··· Stored records ···

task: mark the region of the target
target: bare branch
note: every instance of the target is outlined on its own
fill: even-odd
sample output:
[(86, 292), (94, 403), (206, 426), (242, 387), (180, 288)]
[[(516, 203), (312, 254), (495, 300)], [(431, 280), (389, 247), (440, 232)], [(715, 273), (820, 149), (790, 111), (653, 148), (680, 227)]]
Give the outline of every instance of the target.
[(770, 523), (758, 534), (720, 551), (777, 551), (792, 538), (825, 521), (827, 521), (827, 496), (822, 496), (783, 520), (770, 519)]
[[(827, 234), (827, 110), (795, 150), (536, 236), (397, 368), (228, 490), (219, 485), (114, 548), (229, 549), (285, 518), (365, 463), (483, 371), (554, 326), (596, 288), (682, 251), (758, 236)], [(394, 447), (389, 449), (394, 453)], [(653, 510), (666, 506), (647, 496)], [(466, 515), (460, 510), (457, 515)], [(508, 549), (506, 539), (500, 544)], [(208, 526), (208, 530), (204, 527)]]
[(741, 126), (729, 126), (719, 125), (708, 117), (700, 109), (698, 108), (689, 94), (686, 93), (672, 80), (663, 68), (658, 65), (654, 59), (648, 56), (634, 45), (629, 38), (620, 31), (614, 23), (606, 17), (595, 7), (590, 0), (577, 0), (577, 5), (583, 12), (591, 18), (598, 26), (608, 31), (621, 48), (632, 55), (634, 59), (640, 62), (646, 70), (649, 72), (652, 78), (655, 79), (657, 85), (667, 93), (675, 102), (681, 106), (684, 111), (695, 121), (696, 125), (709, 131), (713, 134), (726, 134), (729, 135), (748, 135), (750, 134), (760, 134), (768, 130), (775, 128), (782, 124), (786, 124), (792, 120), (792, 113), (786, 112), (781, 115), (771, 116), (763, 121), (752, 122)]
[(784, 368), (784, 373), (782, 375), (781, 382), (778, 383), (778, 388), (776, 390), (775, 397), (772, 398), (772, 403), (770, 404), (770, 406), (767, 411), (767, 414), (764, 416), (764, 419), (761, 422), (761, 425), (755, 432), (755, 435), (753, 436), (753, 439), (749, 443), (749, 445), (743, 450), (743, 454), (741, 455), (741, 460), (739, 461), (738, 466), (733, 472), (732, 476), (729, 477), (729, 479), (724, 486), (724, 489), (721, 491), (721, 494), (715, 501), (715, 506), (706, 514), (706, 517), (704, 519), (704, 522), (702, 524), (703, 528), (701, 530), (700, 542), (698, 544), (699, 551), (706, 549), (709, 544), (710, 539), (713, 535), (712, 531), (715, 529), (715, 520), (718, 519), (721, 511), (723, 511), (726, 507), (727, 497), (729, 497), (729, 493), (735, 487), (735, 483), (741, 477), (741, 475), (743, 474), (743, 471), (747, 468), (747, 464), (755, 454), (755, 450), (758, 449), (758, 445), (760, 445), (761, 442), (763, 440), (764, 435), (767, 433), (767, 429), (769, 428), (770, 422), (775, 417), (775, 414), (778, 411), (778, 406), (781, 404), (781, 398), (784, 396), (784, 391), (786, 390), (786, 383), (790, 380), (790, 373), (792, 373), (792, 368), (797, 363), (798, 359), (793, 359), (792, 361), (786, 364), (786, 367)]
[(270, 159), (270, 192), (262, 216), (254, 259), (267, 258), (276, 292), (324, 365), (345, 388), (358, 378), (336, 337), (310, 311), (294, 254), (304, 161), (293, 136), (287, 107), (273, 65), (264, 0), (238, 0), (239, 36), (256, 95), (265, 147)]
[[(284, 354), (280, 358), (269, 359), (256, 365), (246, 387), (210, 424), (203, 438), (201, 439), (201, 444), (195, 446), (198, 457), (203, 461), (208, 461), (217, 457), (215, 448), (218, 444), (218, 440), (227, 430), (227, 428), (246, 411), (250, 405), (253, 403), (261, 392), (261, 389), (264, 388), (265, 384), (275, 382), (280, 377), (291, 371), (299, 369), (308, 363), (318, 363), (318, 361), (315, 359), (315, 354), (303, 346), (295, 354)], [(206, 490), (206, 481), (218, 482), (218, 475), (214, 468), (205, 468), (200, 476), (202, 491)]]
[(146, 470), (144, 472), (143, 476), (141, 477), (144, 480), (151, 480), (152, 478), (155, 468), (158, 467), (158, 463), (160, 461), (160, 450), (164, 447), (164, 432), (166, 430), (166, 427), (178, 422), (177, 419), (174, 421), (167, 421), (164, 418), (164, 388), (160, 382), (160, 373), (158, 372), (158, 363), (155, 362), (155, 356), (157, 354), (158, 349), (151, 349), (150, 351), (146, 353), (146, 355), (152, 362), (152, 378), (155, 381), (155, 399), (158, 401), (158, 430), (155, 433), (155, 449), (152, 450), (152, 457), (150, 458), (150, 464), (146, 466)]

···

> Exercise instructions: Please copy out every line of the records above, keeping each one unchanged.

> Response to this task:
task: mark the region of the target
target: bare branch
note: every instance of the target is outlined on its own
fill: even-odd
sample output:
[(86, 292), (94, 403), (206, 426), (242, 387), (180, 288)]
[[(516, 203), (312, 254), (495, 300)], [(431, 280), (389, 247), (440, 232)], [(715, 273), (820, 149), (790, 111), (653, 148), (680, 227)]]
Give the outline of every instance of the target.
[(770, 523), (758, 534), (720, 551), (777, 551), (792, 538), (825, 521), (827, 521), (827, 496), (822, 496), (783, 520), (770, 519)]
[[(827, 234), (827, 110), (795, 150), (536, 236), (397, 368), (228, 490), (219, 485), (114, 548), (229, 549), (285, 518), (365, 463), (483, 371), (554, 326), (596, 288), (682, 251), (758, 236)], [(394, 447), (389, 449), (394, 453)], [(653, 510), (666, 506), (647, 496)], [(466, 515), (460, 510), (457, 515)], [(508, 549), (506, 539), (500, 544)], [(208, 526), (208, 530), (204, 527)]]
[(741, 126), (729, 126), (719, 125), (708, 117), (700, 109), (698, 108), (689, 94), (686, 93), (672, 80), (663, 68), (658, 65), (654, 59), (648, 56), (634, 45), (629, 38), (620, 31), (614, 23), (606, 17), (595, 7), (590, 0), (577, 0), (577, 5), (583, 12), (591, 18), (598, 26), (608, 31), (621, 48), (632, 55), (634, 59), (640, 62), (646, 70), (649, 72), (652, 78), (655, 79), (657, 85), (667, 93), (675, 102), (681, 106), (684, 111), (695, 121), (696, 125), (709, 131), (713, 134), (726, 134), (729, 135), (748, 135), (750, 134), (760, 134), (768, 130), (775, 128), (782, 124), (786, 124), (792, 120), (792, 113), (786, 112), (781, 115), (771, 116), (763, 121), (752, 122)]
[(784, 368), (784, 373), (782, 375), (781, 382), (778, 383), (778, 388), (776, 390), (775, 397), (772, 398), (772, 403), (770, 404), (770, 406), (767, 411), (767, 414), (764, 416), (764, 419), (761, 422), (761, 425), (755, 432), (755, 435), (753, 436), (753, 439), (749, 443), (749, 445), (743, 450), (743, 454), (741, 455), (741, 460), (739, 461), (738, 466), (733, 472), (732, 476), (729, 477), (729, 479), (724, 486), (724, 489), (721, 491), (721, 494), (715, 501), (715, 506), (706, 514), (706, 517), (704, 519), (704, 522), (702, 524), (703, 528), (701, 530), (700, 542), (698, 544), (699, 551), (706, 549), (709, 544), (710, 539), (713, 535), (712, 531), (715, 529), (715, 520), (718, 519), (721, 511), (723, 511), (726, 507), (727, 497), (729, 497), (729, 493), (735, 487), (735, 483), (741, 477), (741, 475), (743, 474), (743, 471), (747, 468), (747, 464), (755, 454), (755, 450), (758, 449), (758, 445), (760, 445), (761, 442), (763, 440), (764, 435), (767, 433), (767, 429), (769, 428), (770, 422), (775, 417), (775, 414), (778, 411), (778, 406), (781, 404), (781, 398), (784, 396), (784, 391), (786, 390), (786, 383), (790, 380), (790, 373), (792, 373), (792, 368), (797, 363), (798, 359), (793, 359), (792, 361), (786, 364), (786, 367)]
[(270, 159), (270, 192), (262, 216), (254, 259), (267, 258), (276, 292), (324, 365), (345, 388), (358, 378), (336, 337), (310, 311), (294, 254), (304, 161), (293, 136), (287, 107), (273, 65), (264, 0), (238, 0), (239, 36), (256, 95), (265, 147)]
[[(284, 354), (280, 358), (269, 359), (256, 365), (246, 387), (210, 424), (203, 438), (201, 439), (201, 444), (195, 446), (198, 457), (203, 461), (208, 461), (217, 457), (215, 448), (218, 444), (218, 440), (227, 430), (227, 428), (246, 411), (250, 405), (253, 403), (261, 392), (261, 389), (264, 388), (265, 384), (275, 382), (280, 377), (291, 371), (299, 369), (308, 363), (318, 363), (318, 361), (315, 359), (315, 354), (303, 346), (295, 354)], [(206, 490), (206, 481), (218, 482), (218, 475), (214, 468), (205, 468), (200, 476), (202, 491)]]
[(146, 470), (144, 472), (143, 476), (141, 477), (144, 480), (151, 480), (152, 478), (155, 468), (158, 467), (158, 463), (160, 461), (160, 450), (164, 447), (164, 432), (166, 430), (166, 427), (178, 422), (177, 419), (174, 421), (167, 421), (164, 418), (164, 388), (160, 382), (160, 373), (158, 372), (158, 363), (155, 362), (155, 356), (157, 354), (158, 349), (151, 349), (150, 351), (146, 353), (146, 355), (152, 362), (152, 378), (155, 381), (155, 399), (158, 401), (158, 430), (155, 433), (155, 449), (152, 450), (152, 457), (150, 458), (150, 464), (146, 466)]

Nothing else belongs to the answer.